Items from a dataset
*-*-*
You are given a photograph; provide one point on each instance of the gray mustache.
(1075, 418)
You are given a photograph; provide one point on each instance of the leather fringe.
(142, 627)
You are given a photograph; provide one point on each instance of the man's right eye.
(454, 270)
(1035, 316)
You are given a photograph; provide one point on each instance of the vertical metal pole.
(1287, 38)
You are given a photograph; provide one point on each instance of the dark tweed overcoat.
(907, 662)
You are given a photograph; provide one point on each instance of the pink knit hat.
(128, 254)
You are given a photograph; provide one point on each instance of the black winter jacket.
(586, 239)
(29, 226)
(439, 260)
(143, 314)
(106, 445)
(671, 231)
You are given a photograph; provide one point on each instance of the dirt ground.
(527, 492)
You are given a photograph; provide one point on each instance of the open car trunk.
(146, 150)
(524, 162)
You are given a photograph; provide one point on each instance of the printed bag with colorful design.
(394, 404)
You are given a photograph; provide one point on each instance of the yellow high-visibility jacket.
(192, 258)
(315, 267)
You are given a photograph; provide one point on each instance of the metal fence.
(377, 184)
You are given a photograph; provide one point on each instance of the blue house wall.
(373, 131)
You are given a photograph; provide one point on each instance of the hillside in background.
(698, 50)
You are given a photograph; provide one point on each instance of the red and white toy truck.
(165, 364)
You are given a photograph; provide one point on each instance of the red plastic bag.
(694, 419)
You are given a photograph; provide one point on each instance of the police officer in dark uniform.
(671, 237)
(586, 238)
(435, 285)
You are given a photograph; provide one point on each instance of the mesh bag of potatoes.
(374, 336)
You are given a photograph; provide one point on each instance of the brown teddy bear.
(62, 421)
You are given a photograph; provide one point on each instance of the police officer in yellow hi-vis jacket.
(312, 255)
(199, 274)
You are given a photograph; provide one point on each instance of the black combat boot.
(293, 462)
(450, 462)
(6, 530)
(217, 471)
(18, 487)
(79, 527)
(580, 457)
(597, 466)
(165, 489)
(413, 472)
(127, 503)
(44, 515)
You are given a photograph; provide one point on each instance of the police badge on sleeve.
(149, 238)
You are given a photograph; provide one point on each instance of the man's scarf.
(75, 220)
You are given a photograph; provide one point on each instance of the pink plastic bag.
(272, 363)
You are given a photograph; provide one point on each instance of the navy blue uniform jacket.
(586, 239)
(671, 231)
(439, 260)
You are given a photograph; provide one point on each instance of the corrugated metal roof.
*-*-*
Scale every coordinate by 1.2, rounding to whole numbers with halves going up, and write out everything from the line containing "pink plastic bag." down to the end of the entries, reproducing the other lines unchanged.

> [Exercise solution]
You are given a photograph; provide one point on each instance of the pink plastic bag.
(326, 436)
You are given a photograph; provide one point on each instance of the navy blue uniform jacket.
(703, 287)
(805, 277)
(527, 312)
You are given a photograph; provide one point on each instance of the corrugated metal roof.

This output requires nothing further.